Task material below:
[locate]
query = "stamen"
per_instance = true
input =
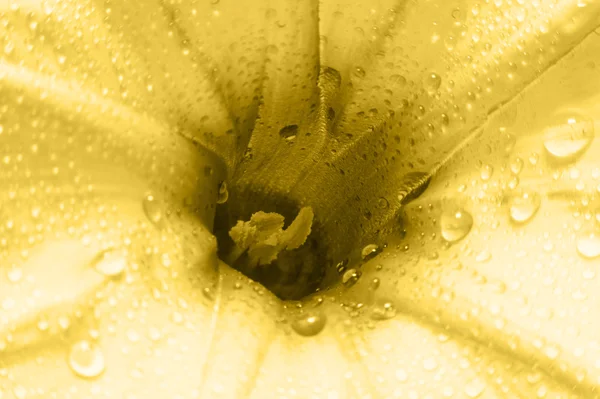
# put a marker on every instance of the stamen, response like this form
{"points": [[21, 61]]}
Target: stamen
{"points": [[263, 236]]}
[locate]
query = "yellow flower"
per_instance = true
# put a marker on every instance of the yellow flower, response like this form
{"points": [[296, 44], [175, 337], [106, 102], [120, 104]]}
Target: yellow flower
{"points": [[438, 157]]}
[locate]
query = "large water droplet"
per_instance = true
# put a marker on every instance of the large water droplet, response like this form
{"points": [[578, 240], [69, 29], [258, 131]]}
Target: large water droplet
{"points": [[370, 251], [153, 208], [223, 195], [309, 324], [569, 136], [111, 262], [383, 310], [455, 224], [588, 245], [86, 360], [523, 205], [351, 277], [432, 82]]}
End of Task material.
• **Activity**: Set down the records exactly, without the pictures.

• **Completed exercise**:
[locate]
query = "stamen"
per_instance = true
input =
# put a marker on every instance of the stamen, response like this form
{"points": [[21, 61]]}
Target: stamen
{"points": [[263, 236]]}
[locate]
query = "yellow flower"
per_instance = true
# put a marker on every instance of the yellow flower, response like this form
{"points": [[296, 44], [175, 337], [106, 102], [120, 104]]}
Target: yellow flower
{"points": [[438, 157]]}
[locate]
query = "large water droplet"
per_instance = true
# put a marker on every instance of the large water droplet, response like this form
{"points": [[578, 240], [69, 29], [258, 131]]}
Target: large water droplet
{"points": [[370, 251], [153, 208], [223, 195], [309, 324], [569, 136], [111, 262], [383, 310], [455, 224], [588, 245], [86, 360], [523, 205], [351, 277], [432, 82]]}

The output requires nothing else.